**EXERCISE PROMPT**
Arrange the entries below as a CSV file with the two columns input and output. Give one row per entry, with the entry's text under input and its answer under output, each in a single quoted field with line breaks replaced by spaces.

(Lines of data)
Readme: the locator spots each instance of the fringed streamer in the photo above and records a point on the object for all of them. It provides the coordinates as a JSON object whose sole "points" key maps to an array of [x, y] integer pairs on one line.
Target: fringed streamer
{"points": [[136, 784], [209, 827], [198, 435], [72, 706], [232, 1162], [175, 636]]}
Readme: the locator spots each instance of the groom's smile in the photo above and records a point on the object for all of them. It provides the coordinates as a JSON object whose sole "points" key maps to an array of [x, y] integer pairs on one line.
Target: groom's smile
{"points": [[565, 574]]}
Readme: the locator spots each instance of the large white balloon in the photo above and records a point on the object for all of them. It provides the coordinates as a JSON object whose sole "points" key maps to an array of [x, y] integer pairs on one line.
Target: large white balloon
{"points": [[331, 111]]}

**RESPONSE TO THE EXERCISE**
input,output
"Readme: the locator spots each instance of the fringed streamer in the photo above and records a point on the object for all of them. It provides the coordinates as a JSON object whose sole ""points"" key maps to an array of [x, y] integer pairs on one line. Target: fringed streamer","{""points"": [[136, 784], [209, 827], [198, 435], [72, 706], [232, 1162], [175, 636]]}"
"Readme: the locator spots each instance of the groom's smile in the photo above and records a point on the object for all of them. It provides the coordinates as a JSON object whose sole ""points"" key maps to an array of [x, y] integer pairs on one line. Target: groom's smile","{""points"": [[565, 574]]}"
"Readme: the locator spots each instance of the large white balloon in the photo above and records a point on the object for all of them. It provides the coordinates as a JSON object whose sole ""points"" key maps to an array of [x, y] integer pairs on one line. Target: large white balloon","{""points"": [[331, 111]]}"